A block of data
** Begin **
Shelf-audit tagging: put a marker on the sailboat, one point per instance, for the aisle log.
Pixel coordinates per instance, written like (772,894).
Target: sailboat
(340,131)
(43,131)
** End **
SET TASK
Please copy these lines back word for word, all of them.

RESULT OF THE TASK
Shelf-audit tagging: put a marker on the sailboat, one point per instance, for the aisle log.
Pixel coordinates per instance, written like (772,894).
Target: sailboat
(340,131)
(43,131)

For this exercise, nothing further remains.